[[ Material provided open ]]

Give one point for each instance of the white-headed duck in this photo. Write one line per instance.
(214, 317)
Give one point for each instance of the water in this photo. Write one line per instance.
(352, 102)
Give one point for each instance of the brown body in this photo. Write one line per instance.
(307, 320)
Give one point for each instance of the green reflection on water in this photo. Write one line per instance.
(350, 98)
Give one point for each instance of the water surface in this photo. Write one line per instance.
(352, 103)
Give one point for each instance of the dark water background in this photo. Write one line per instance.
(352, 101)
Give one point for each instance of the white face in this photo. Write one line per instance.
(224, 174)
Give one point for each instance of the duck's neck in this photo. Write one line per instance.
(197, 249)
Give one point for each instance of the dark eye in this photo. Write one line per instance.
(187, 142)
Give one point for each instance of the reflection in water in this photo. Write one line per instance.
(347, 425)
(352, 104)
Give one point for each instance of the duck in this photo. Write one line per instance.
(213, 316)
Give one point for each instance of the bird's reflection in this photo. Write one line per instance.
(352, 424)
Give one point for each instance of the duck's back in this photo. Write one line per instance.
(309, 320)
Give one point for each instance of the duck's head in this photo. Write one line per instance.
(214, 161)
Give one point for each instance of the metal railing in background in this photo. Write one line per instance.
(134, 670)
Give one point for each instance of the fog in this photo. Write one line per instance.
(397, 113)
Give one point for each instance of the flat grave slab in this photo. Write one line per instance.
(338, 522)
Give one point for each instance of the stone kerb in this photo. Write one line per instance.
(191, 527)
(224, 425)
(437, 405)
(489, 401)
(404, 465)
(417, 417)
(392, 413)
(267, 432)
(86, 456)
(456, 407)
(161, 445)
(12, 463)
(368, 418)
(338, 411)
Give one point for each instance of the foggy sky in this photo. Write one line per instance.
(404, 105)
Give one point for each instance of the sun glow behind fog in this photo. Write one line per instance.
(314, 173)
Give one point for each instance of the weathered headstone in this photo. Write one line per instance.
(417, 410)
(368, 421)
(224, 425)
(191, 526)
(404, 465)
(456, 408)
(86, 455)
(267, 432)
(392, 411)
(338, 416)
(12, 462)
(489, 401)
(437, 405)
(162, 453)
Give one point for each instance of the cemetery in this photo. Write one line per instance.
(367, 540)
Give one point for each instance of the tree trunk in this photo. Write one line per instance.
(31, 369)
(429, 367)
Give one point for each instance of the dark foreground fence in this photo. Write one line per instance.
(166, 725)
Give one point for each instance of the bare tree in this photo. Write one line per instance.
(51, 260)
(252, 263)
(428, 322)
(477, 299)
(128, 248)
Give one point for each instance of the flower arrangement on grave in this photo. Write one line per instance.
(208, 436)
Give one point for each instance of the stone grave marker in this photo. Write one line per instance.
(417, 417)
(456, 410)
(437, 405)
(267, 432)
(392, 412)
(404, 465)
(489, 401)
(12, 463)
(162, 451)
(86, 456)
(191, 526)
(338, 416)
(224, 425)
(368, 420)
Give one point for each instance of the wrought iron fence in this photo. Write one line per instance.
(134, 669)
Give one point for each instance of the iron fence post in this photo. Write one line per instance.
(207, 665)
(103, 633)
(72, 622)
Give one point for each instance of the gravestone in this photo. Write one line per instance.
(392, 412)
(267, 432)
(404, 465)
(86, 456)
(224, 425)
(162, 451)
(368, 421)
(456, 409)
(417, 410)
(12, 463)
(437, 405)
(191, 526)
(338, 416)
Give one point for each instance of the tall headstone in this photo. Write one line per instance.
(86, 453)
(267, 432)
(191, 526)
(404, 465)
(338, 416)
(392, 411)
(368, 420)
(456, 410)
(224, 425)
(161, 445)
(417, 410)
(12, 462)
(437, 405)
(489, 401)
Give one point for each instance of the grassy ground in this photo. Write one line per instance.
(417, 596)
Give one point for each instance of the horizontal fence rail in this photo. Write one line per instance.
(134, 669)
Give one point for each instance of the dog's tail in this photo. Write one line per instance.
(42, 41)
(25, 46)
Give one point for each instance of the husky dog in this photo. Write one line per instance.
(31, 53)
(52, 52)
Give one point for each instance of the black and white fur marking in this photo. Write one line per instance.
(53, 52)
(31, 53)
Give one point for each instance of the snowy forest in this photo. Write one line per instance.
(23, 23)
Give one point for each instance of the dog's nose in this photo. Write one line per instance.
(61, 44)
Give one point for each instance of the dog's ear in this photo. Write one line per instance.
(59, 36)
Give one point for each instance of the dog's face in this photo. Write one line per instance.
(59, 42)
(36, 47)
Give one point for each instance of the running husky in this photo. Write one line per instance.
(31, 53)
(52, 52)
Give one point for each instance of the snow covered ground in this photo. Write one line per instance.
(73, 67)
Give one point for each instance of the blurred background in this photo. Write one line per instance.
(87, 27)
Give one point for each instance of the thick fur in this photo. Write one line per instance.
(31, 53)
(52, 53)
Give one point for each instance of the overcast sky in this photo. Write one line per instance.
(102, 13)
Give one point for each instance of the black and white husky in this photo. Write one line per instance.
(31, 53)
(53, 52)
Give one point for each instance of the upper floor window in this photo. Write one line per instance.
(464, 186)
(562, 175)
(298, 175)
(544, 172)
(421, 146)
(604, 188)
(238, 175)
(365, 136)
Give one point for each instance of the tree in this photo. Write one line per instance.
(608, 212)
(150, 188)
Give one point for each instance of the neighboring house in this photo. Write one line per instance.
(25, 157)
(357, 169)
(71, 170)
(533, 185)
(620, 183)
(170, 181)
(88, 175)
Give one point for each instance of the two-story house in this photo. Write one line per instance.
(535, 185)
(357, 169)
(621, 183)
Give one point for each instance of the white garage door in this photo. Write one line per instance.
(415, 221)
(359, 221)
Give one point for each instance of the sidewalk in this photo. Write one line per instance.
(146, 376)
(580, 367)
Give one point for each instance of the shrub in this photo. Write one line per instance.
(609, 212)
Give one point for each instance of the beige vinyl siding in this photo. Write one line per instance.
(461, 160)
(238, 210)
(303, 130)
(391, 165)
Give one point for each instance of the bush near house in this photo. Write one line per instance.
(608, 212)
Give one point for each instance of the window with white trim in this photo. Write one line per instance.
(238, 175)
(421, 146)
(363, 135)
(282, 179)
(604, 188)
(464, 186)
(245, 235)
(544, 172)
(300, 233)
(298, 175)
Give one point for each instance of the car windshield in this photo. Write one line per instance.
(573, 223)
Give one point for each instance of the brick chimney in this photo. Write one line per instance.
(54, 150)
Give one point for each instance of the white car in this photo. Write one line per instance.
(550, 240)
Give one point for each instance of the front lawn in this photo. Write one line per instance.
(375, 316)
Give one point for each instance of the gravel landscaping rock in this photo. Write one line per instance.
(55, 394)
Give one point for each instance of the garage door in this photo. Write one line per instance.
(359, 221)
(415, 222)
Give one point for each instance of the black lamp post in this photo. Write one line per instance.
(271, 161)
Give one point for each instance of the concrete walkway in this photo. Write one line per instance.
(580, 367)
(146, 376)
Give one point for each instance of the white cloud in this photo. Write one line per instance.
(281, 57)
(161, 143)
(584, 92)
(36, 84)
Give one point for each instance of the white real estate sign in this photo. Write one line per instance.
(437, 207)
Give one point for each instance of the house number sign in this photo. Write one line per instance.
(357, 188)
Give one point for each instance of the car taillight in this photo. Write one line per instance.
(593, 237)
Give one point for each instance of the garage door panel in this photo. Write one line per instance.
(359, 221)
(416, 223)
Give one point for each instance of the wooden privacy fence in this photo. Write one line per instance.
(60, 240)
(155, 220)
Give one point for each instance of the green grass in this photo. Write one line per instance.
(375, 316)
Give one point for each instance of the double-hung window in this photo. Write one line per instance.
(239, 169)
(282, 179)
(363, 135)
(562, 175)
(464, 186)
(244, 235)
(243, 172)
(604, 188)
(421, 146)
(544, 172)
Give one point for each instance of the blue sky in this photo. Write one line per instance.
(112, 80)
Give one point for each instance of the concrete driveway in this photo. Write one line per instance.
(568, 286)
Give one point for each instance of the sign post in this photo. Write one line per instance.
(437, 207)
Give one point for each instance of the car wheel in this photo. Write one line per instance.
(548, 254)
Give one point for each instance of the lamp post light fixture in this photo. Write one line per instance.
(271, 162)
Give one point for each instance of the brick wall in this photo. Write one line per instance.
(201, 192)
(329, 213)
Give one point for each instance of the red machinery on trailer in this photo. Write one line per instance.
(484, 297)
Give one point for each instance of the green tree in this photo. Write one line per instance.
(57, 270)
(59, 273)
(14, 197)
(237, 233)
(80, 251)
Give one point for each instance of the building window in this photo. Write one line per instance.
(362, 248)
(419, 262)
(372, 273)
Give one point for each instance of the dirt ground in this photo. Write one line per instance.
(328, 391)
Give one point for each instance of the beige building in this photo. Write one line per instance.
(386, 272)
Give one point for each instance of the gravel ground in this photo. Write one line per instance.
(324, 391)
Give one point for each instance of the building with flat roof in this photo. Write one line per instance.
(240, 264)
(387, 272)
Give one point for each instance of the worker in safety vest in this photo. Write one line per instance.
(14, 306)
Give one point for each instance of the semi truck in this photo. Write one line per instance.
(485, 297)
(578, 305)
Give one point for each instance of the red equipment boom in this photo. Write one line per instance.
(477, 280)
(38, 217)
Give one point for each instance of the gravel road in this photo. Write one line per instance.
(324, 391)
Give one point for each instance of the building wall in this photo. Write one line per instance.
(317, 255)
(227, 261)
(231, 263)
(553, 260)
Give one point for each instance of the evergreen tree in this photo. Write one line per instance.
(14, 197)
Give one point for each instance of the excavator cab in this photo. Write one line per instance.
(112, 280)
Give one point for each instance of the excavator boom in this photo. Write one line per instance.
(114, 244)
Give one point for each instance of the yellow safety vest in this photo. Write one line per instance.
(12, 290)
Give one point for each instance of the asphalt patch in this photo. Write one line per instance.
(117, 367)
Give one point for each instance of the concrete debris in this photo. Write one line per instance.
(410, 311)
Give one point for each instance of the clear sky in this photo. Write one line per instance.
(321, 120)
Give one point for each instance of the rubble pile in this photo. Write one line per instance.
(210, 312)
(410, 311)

[[ Material provided closed ]]

◆ Instructions to follow ◆
Each line from the one containing "Give one point for each instance of the rubble" to the final line of the entries above must be returned exactly, and no other line may appear.

◆ Written response ◆
Give one point for each instance of the rubble pile in this photo. Write one line per instance.
(210, 312)
(410, 311)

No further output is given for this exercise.